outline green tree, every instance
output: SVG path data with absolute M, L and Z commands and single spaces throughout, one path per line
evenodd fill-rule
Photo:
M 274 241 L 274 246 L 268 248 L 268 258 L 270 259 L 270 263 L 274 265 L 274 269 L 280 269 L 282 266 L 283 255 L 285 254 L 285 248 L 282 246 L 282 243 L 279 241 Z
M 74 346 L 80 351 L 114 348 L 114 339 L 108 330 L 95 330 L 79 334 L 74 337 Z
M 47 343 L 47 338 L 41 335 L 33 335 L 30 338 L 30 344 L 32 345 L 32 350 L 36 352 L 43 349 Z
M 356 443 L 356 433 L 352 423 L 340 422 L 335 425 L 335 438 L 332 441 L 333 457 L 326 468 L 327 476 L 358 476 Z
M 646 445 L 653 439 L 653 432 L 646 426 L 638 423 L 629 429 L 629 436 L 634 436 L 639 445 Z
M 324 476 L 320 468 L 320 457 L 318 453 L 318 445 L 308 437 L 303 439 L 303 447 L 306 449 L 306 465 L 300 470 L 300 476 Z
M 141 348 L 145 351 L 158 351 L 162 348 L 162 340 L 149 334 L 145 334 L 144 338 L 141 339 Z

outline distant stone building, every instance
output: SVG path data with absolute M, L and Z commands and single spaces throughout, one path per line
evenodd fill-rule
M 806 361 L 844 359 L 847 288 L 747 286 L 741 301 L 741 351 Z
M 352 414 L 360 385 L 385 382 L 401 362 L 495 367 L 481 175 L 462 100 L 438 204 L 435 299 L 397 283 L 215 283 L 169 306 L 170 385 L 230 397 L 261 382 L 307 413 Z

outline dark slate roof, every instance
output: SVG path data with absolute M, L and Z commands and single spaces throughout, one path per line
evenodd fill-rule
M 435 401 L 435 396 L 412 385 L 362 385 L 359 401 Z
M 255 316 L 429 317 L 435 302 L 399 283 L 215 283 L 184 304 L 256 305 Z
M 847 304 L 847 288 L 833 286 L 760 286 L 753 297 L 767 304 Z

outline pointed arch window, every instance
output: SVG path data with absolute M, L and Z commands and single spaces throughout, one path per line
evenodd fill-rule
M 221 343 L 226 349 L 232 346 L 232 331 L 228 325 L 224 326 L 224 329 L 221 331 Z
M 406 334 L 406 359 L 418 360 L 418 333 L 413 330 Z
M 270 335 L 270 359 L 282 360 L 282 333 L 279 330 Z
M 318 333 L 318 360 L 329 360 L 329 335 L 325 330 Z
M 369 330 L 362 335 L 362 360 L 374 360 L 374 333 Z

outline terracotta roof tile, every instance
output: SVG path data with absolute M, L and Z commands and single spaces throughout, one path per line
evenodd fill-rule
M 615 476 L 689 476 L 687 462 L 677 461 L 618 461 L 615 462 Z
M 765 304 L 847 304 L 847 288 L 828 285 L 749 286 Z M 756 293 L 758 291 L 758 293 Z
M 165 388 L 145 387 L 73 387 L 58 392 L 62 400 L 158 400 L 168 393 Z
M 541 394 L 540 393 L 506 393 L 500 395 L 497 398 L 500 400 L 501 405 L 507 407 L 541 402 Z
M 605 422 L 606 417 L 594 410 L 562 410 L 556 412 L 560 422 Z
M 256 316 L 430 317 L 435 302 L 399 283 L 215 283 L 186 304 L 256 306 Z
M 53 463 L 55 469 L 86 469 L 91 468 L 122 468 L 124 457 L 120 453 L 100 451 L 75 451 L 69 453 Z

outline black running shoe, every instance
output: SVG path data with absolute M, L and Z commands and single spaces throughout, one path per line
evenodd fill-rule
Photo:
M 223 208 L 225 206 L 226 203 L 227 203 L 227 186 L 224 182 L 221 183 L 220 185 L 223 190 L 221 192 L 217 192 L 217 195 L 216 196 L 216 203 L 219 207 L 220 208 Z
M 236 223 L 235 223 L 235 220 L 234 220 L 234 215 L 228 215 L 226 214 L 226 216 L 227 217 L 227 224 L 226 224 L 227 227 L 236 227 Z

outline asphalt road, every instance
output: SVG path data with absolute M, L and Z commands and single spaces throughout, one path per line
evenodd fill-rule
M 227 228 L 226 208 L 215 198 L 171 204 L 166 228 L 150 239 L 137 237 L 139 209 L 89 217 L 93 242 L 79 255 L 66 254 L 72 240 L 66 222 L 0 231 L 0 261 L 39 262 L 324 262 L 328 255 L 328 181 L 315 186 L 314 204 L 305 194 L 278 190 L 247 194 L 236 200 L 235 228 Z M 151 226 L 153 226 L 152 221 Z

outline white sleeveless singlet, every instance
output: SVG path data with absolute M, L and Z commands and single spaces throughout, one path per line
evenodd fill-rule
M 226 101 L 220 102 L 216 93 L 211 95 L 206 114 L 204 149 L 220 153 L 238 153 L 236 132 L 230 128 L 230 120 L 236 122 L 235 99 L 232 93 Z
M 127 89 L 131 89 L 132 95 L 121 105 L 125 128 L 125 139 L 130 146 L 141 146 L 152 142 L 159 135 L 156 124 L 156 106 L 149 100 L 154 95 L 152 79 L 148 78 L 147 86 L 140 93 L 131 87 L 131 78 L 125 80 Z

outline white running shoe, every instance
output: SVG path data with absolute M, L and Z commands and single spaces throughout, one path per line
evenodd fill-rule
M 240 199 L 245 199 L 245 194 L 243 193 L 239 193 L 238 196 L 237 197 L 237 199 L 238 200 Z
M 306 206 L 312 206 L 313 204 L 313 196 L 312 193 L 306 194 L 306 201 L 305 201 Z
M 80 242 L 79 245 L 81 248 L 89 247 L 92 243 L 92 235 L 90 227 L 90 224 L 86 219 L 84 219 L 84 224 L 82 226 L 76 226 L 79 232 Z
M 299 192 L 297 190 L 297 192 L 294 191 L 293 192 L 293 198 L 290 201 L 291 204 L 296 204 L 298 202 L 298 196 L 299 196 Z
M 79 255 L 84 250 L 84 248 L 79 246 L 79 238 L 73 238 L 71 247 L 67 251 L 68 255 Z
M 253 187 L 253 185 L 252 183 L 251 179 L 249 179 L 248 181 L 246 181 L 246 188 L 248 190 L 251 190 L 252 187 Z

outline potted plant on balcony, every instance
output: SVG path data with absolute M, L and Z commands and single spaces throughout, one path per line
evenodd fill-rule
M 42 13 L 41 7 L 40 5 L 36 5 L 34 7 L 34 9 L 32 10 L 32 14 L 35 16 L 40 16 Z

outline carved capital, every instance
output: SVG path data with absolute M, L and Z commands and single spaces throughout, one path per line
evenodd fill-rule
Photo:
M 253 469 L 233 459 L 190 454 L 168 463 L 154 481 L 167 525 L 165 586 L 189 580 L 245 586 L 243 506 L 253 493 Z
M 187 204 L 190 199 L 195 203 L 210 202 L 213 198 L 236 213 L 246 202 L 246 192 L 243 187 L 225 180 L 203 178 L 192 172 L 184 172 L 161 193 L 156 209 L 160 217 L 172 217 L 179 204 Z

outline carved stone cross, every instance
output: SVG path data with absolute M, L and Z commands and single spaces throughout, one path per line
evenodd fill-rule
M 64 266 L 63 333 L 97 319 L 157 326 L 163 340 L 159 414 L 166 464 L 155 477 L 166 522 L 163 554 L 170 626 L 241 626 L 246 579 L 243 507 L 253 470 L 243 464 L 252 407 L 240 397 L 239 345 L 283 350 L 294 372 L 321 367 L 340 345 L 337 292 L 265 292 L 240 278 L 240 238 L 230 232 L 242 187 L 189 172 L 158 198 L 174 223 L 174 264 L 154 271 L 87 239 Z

TASK TO CARRY OUT: Starting with the line with "outline carved stone cross, every instance" and going on through the end of the records, write those lines out again, offsetting every coordinate in the outline answers by 102. Keep every other line unchanged.

RESULT OF THE TASK:
outline carved stone cross, every instance
output: SVG path data with absolute M, L and Z commands and single spaces throughout, one path per line
evenodd fill-rule
M 166 368 L 165 435 L 199 421 L 259 428 L 265 442 L 261 516 L 268 566 L 257 579 L 268 624 L 265 656 L 272 728 L 343 728 L 348 681 L 345 609 L 355 572 L 345 566 L 354 509 L 342 499 L 341 447 L 385 452 L 396 474 L 423 469 L 442 447 L 439 394 L 367 394 L 342 380 L 342 340 L 332 334 L 344 289 L 291 274 L 260 300 L 276 325 L 276 366 L 256 373 L 189 341 Z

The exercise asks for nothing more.